= Aelius Hadrianus Marullinus =

1st century Hispanic Roman Senator

Publius Aelius Hadrianus Marullinus (c. 31 – c. 91 AD), also known as Aelius Hadrianus Marullinus or Aelius Marullinus, was a Roman Senator of Praetorian rank from Hispania who lived in the Roman Empire during the 1st century.

== Family ==
Marullinus came from a well-established, wealthy and aristocratic family of Praetorian rank in the gens Aelia. His mother is unknown and his father was a Roman senator called Publius Aelius Hadrianus Marullinus, also the name of his paternal grandfather and paternal great-grandfather.

The paternal ancestors of Marullinus had descended from Picenum (modern Marche and Abruzzo, Italy). They were originally centurions who participated in the Punic Wars possibly under the general Scipio Africanus. About 205 BC, at the end of the Second Punic War, the paternal ancestors of Marullinus left Picenum and settled in Italica (near modern Seville, Spain) in the Roman Province of Hispania Baetica.

• **TASK DETAILS**
Summarize the article on Aelius Hadrianus Marullinus in two sentences.

• **MATERIAL**
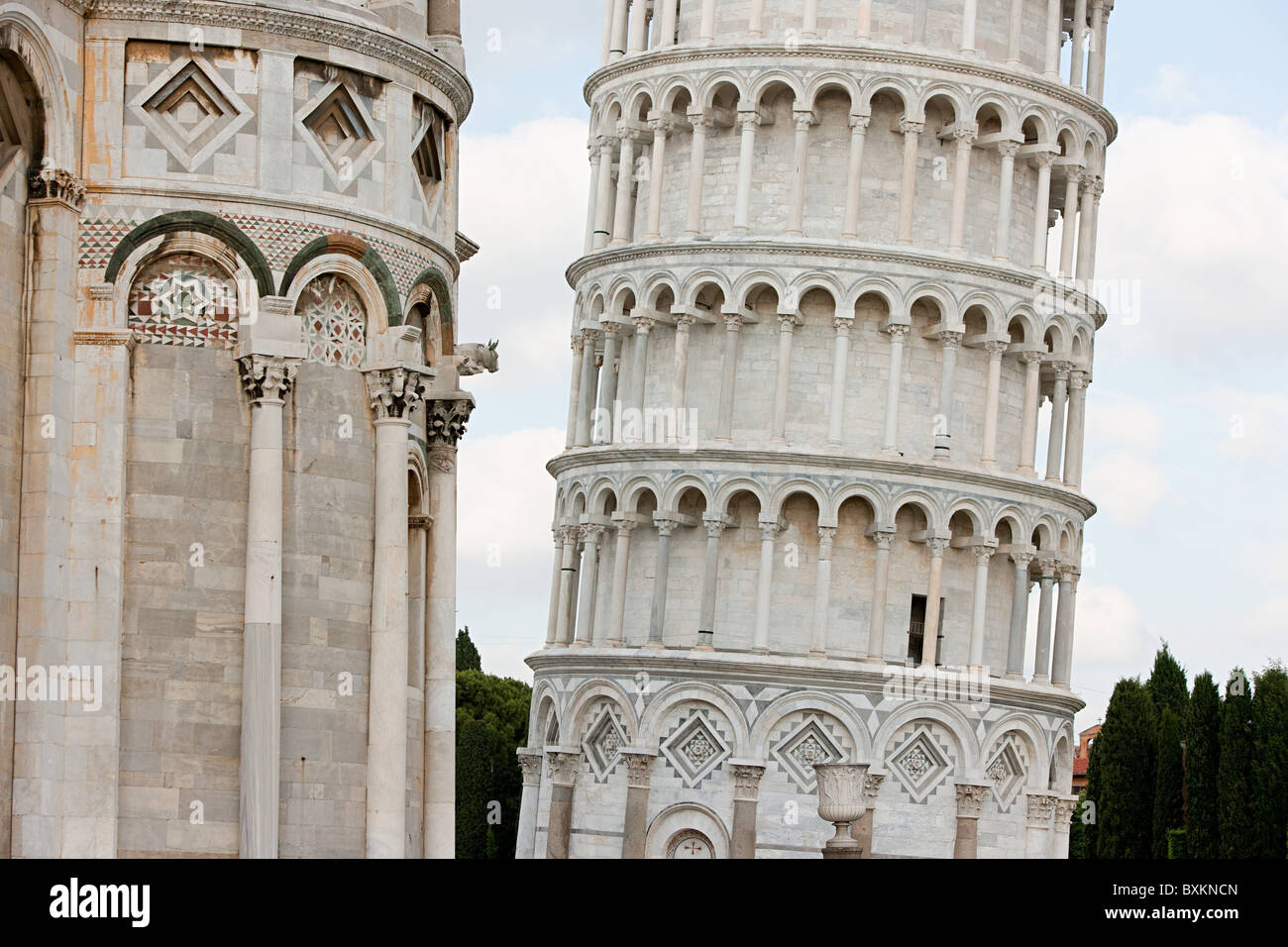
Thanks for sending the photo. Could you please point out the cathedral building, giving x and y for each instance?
(838, 273)
(230, 410)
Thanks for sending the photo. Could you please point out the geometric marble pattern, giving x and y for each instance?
(919, 764)
(603, 744)
(191, 110)
(804, 746)
(695, 749)
(335, 322)
(184, 299)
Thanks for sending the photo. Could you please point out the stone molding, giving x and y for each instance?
(678, 58)
(304, 26)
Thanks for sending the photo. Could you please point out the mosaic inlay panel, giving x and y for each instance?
(184, 300)
(335, 322)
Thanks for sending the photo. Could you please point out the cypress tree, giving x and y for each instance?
(1234, 771)
(1270, 762)
(1202, 728)
(1167, 685)
(1125, 753)
(1168, 805)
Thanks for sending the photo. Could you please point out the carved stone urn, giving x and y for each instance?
(841, 801)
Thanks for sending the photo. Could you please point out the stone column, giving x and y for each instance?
(267, 381)
(1077, 429)
(909, 188)
(606, 386)
(394, 393)
(662, 129)
(681, 368)
(1008, 150)
(854, 179)
(1014, 34)
(1063, 655)
(746, 793)
(697, 171)
(553, 621)
(1029, 423)
(880, 583)
(996, 350)
(930, 638)
(563, 764)
(764, 583)
(579, 354)
(961, 180)
(729, 375)
(786, 329)
(1059, 397)
(621, 564)
(639, 768)
(890, 441)
(529, 759)
(1042, 656)
(1070, 222)
(969, 27)
(1055, 20)
(1043, 161)
(604, 192)
(639, 369)
(587, 389)
(748, 120)
(822, 590)
(622, 215)
(669, 11)
(979, 613)
(970, 802)
(707, 27)
(1064, 810)
(861, 830)
(590, 538)
(567, 581)
(1037, 827)
(951, 342)
(715, 525)
(657, 611)
(1019, 616)
(1076, 54)
(797, 211)
(840, 367)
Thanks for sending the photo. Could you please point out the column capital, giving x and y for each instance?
(970, 799)
(563, 766)
(56, 184)
(639, 767)
(746, 781)
(267, 377)
(446, 419)
(394, 390)
(529, 761)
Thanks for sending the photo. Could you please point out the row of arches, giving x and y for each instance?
(880, 574)
(979, 174)
(1020, 34)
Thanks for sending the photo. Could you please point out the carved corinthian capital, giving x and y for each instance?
(446, 419)
(56, 184)
(394, 392)
(267, 376)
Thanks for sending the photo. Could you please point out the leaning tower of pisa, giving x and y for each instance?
(835, 283)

• **RESPONSE**
Publius Aelius Hadrianus Marullinus (c. 31 – c. 91 AD) was a Roman Senator of Praetorian rank from Hispania who came from a wealthy, aristocratic family of the gens Aelia, and his father, paternal grandfather and paternal great-grandfather all shared his name. His paternal ancestors came from Picenum, where they served as centurions in the Punic Wars, possibly under Scipio Africanus, and about 205 BC they left Picenum and settled in Italica in Hispania Baetica.